§ Entries from a dataset
>> Begin

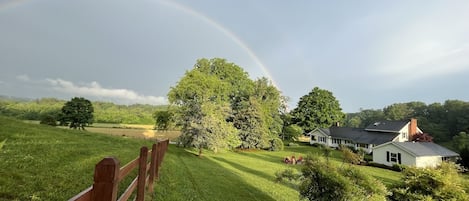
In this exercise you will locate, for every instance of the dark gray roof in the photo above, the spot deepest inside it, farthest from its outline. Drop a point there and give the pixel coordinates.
(425, 149)
(386, 126)
(358, 135)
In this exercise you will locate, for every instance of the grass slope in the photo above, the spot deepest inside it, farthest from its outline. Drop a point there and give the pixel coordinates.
(39, 162)
(237, 175)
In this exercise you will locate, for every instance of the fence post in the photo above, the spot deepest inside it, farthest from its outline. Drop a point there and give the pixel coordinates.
(152, 168)
(142, 176)
(105, 183)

>> End

§ REQUIREMENT
Can you write out all of the entries above again, word for word, omitting the pictures?

§ ANSWER TO THE PROBLEM
In this exercise you will locate, for every instance of the dark gray roof in the photo above, the spot deepest inside it, farthest from its outline. Drop a point there and give the pixel coordinates.
(425, 149)
(386, 126)
(358, 135)
In this exercise you will locate, for every instance of the grass slope in the photo above, the spot deepest inside it, farthest from its outline. Drop a point there and give the pixel coordinates.
(39, 162)
(237, 175)
In this exercise you will locate, for every instance of the fence post in the photo above, the spot deepest inside it, farthest from its outline. Drop a point there and give the pixel coordinates.
(152, 168)
(142, 176)
(105, 183)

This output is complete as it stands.